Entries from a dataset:
■ ■ ■
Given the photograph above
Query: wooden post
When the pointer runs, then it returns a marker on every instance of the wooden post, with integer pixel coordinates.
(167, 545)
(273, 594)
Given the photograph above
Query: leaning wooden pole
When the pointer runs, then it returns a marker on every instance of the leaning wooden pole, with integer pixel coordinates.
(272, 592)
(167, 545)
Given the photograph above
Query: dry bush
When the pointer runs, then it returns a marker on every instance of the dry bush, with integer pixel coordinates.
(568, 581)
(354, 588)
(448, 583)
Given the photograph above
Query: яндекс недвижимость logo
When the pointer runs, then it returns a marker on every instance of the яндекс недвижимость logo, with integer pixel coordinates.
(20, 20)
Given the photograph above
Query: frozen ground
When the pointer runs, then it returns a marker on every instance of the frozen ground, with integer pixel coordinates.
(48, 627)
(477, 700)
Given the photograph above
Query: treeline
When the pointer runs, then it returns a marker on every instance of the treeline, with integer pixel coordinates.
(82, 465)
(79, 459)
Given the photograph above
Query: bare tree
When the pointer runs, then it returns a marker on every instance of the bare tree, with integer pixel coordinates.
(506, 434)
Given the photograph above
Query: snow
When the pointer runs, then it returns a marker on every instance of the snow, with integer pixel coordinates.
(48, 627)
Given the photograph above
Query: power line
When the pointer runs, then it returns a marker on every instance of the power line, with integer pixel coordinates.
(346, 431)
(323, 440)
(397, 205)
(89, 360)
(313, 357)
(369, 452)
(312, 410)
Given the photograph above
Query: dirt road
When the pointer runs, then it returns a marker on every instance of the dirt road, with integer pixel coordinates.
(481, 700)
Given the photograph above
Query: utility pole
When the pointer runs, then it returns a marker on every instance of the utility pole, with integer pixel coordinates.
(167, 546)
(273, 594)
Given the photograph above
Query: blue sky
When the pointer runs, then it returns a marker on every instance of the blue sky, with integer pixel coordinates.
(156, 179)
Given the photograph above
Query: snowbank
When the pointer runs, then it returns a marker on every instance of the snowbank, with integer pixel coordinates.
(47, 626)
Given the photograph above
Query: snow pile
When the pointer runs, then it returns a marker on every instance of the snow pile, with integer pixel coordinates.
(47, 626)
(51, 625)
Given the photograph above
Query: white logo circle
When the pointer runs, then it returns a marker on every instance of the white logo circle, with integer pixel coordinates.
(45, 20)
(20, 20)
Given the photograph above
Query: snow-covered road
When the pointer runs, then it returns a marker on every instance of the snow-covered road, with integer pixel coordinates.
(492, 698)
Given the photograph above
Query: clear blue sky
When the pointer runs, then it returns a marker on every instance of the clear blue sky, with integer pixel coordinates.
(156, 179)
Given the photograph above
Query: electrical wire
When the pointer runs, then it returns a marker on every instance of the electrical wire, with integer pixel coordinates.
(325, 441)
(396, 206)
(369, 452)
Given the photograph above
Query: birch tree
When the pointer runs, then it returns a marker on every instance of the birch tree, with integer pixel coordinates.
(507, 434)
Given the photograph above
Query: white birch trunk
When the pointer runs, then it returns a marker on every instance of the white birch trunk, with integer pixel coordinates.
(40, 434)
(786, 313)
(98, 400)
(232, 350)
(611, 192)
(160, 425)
■ ■ ■
__Stated task__: All of the data must be returned exactly.

__Output for this exercise__:
Given the photograph above
Query: wooden post
When the pointer runs, then it returns a marker on every instance of the wooden post, with integer pixel coordinates.
(167, 545)
(273, 594)
Given the photograph above
Query: leaning wooden pole
When the pointer runs, then it returns a marker on every instance of the leaning wooden pole, with integer pixel coordinates.
(272, 592)
(167, 545)
Given the photograph above
Query: dry bush
When the pointer runs, then it returns a marker on every instance of the dry bush, with integer pixel coordinates.
(568, 581)
(354, 588)
(448, 583)
Given the photograph above
Query: яндекс недвижимость logo
When the pointer runs, then it returns a marker on every instance of the яндекс недвижимость logo, with integer pixel coordinates.
(20, 20)
Given the photograph above
Query: frozen ground
When the pointer runs, then it returns a marker on every instance of the frozen ground, with integer pixel coordinates.
(48, 627)
(477, 700)
Given the photograph above
Query: treeline
When the pointer runs, then it returns a marker on every instance of the treeline, with integer pixel coordinates.
(82, 465)
(79, 459)
Given the photograph above
Query: bare tree
When the pointer runs, then it returns a marker on every instance of the bare tree, with integer pixel coordinates.
(506, 434)
Given the photograph above
Query: snow
When the pointer runs, then it returns a marker on every instance of the snow, with integer pixel coordinates.
(48, 627)
Given the photograph above
Query: power line
When the pointer runs, then it returns a marker on every instance of the power line, with integer pixel coordinates.
(346, 431)
(323, 440)
(397, 205)
(89, 360)
(313, 357)
(369, 452)
(312, 410)
Given the photograph above
Query: dirt road
When the pointer runs, then it returns a marker on every instance of the dirt road, with integer pixel coordinates.
(481, 700)
Given the photograph above
Query: utility pole
When the pointer runs, then it returns a marker on every instance of the utility pole, with integer pixel coordinates.
(167, 546)
(273, 594)
Given the photograph above
Query: blue sky
When the pointer runs, then it returns a marker on every instance of the blue sky, with integer pixel coordinates.
(156, 179)
Given the photograph above
Query: snowbank
When the pointer runs, then it returns a marker on every instance of the snowbank, with integer pixel coordinates.
(47, 626)
Given the photograph above
Query: snow pile
When the pointer runs, then it returns a marker on every instance of the snow pile, with integer pixel coordinates.
(47, 626)
(51, 625)
Given the photograph above
Query: white logo circle
When the pointer runs, then it returns a marker on every instance of the white logo circle, with integer pixel coordinates.
(45, 20)
(20, 20)
Given the photograph above
Query: snow-covered road
When the pointer runs, then it returns a marker on every instance of the snow-covered road, with integer pixel coordinates.
(492, 698)
Given the photograph above
Query: clear blue sky
When the pointer runs, then it returns a marker on every instance of the clear blue sky, with integer pixel coordinates.
(156, 179)
Given the photograph above
Query: electrical wire
When the pointer runs, then it returns a marker on every instance of the electrical wire, with integer pixel coordinates.
(325, 441)
(396, 206)
(369, 452)
Given the photograph above
Query: birch tree
When the pointer runs, then it returns a marker on every instance of the birch tree, with integer pixel coordinates.
(507, 434)
Given the photograph above
Query: white birch trunk
When the pointer runs, then it returns a marker on every instance of the white birch trunk, with integer pixel coordinates.
(40, 434)
(786, 313)
(98, 400)
(232, 350)
(611, 192)
(160, 425)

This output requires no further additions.